- _EXERCISE GOAL_:
Your task is to write out exactly the lines from the line containing "Task: annotation of the snake body" through the end of the records, inclusive at both ends.

[BEGIN LISTING]

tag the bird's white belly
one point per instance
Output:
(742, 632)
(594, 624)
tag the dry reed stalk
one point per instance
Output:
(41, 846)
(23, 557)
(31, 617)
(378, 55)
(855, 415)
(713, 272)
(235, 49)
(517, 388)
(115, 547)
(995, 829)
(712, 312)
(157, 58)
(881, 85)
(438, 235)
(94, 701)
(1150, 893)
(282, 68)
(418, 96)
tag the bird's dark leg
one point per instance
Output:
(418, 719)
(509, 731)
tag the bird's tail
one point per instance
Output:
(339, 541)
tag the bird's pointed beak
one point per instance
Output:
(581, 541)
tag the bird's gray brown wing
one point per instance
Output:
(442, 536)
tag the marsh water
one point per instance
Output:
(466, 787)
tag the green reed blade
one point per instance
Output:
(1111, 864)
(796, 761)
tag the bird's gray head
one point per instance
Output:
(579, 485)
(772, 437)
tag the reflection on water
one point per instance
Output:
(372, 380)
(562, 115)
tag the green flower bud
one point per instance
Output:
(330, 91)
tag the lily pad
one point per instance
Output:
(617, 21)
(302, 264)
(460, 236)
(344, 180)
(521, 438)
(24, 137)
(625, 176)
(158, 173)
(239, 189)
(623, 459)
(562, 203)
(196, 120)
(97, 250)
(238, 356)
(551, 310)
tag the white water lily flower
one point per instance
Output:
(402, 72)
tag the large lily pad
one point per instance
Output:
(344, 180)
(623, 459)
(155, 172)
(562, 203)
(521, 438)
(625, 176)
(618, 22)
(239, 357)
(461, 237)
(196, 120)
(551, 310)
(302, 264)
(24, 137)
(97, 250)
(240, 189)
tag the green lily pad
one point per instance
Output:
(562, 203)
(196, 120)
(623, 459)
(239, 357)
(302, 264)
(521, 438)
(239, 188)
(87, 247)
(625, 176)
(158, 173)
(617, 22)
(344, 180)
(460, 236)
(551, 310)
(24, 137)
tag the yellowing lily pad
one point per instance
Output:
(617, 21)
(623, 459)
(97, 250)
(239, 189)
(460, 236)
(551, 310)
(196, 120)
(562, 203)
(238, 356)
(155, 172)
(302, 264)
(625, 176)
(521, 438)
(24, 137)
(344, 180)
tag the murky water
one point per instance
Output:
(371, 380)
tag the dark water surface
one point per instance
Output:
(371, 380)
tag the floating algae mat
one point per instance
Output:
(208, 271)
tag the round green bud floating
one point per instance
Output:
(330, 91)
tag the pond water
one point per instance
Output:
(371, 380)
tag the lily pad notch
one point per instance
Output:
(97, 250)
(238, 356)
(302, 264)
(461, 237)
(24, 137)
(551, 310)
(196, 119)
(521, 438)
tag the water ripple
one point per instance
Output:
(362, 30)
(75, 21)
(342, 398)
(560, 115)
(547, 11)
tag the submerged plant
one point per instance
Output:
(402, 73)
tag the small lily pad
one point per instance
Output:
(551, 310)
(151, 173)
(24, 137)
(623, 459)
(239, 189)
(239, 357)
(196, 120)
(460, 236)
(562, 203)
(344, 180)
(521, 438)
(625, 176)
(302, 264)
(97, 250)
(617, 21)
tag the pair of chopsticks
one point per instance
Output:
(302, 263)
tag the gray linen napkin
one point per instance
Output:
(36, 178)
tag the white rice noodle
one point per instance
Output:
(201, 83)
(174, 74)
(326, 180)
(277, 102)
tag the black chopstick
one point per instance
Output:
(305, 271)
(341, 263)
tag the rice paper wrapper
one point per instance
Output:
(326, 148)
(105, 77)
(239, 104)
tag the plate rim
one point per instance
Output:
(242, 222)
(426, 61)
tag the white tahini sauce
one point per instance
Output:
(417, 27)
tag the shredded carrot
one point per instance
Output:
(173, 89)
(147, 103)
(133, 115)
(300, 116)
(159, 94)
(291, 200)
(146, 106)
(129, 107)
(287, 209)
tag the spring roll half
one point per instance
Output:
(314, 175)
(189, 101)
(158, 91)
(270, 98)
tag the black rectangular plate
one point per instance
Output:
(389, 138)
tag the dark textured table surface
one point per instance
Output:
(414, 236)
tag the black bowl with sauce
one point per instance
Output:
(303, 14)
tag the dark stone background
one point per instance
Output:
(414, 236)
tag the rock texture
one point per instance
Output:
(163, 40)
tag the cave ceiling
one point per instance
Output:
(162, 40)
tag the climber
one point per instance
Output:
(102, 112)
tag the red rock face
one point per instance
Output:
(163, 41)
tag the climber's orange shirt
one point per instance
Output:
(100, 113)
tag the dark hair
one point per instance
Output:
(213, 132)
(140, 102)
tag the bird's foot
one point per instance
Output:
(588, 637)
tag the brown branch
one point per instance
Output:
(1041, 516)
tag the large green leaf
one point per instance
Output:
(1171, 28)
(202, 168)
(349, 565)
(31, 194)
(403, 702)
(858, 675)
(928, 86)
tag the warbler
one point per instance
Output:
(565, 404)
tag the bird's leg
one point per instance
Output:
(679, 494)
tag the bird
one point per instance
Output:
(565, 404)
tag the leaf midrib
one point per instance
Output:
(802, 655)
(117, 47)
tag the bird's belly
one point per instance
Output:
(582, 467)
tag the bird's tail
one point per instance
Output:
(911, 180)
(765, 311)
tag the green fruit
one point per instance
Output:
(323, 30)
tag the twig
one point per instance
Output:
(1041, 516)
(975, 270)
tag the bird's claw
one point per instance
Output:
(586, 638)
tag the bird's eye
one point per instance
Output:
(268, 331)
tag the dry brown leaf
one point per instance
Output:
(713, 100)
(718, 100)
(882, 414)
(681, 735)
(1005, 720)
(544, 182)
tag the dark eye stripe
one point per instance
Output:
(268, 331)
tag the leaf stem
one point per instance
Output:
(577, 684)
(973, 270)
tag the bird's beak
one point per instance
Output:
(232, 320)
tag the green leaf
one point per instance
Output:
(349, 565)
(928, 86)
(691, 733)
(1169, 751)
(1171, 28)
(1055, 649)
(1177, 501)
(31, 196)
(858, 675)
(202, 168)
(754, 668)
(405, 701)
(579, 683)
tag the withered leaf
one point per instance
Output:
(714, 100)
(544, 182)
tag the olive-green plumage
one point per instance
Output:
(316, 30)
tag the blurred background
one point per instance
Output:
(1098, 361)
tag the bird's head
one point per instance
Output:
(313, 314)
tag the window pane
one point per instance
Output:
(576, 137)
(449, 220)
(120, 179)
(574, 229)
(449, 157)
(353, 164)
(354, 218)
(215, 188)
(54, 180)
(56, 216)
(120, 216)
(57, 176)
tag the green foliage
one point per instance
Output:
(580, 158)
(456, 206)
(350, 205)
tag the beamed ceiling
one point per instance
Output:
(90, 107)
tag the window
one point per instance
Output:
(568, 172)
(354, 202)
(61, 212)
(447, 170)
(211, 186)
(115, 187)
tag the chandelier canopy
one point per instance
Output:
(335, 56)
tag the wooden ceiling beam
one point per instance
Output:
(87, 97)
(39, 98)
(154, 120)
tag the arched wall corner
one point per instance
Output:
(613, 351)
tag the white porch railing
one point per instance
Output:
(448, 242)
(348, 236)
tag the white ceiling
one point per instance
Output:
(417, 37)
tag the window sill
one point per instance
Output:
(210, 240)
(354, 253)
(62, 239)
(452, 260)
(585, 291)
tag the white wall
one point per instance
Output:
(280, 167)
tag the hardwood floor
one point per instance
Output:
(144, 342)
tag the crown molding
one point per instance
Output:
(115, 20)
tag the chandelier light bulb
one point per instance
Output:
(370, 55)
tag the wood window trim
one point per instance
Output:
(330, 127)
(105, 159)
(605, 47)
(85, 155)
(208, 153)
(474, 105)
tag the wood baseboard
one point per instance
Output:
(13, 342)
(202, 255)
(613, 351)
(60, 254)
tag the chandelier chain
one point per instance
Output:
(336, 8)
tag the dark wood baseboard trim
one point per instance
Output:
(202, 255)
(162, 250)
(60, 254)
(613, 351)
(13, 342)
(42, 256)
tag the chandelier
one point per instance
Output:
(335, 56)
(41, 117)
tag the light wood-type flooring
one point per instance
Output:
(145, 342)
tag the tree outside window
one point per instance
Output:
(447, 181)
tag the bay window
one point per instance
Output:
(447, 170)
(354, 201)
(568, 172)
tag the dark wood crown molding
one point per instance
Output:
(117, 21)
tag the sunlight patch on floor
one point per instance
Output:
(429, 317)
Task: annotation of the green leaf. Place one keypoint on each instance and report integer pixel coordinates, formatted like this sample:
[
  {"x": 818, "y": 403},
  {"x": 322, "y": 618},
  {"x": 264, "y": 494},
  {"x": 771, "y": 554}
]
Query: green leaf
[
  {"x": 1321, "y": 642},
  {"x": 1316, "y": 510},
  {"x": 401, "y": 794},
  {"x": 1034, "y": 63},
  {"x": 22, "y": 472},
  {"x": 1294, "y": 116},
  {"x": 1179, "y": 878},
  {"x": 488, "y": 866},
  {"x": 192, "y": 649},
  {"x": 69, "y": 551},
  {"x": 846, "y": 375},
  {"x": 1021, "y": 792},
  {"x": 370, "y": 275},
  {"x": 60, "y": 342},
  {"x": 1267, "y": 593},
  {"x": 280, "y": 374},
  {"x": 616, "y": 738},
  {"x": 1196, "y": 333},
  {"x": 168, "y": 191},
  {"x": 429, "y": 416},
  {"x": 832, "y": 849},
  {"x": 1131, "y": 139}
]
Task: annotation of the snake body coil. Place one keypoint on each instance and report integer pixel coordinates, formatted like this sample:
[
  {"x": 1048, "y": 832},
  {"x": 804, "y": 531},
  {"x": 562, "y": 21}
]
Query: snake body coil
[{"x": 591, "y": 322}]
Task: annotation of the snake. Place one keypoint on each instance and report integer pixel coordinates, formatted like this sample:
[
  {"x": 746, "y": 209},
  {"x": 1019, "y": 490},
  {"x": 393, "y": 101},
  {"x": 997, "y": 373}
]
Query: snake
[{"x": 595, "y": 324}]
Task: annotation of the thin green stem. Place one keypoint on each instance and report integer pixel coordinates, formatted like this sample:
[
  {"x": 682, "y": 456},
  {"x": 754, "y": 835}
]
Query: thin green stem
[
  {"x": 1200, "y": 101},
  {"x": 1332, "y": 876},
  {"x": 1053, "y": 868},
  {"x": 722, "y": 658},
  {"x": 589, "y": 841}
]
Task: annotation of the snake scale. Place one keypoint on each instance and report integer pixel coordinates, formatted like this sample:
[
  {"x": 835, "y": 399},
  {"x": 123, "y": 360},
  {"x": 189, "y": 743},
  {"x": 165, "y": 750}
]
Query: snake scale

[END LISTING]

- _FINISHED TASK_:
Task: annotation of the snake body coil. Place one keypoint on each instance and report integer pixel coordinates, formatted like this sample:
[
  {"x": 1048, "y": 832},
  {"x": 804, "y": 531},
  {"x": 562, "y": 21}
]
Query: snake body coil
[{"x": 591, "y": 322}]
Task: annotation of the snake. Place one keypoint on each instance and report integer pixel coordinates, formatted like this sample:
[
  {"x": 746, "y": 209},
  {"x": 1019, "y": 490},
  {"x": 393, "y": 101},
  {"x": 997, "y": 373}
]
Query: snake
[{"x": 595, "y": 324}]
Task: annotation of the thin green stem. Place one keypoint on each instance and report integer pixel coordinates, formatted like this sample:
[
  {"x": 682, "y": 456},
  {"x": 754, "y": 835}
]
Query: thin green stem
[
  {"x": 1200, "y": 101},
  {"x": 1332, "y": 876},
  {"x": 1053, "y": 868},
  {"x": 722, "y": 658},
  {"x": 589, "y": 841}
]
Task: annotation of the snake scale. Place one keypoint on each instance and report integer pixel coordinates, formatted like this sample:
[
  {"x": 835, "y": 399},
  {"x": 123, "y": 360},
  {"x": 189, "y": 743},
  {"x": 165, "y": 750}
]
Query: snake scale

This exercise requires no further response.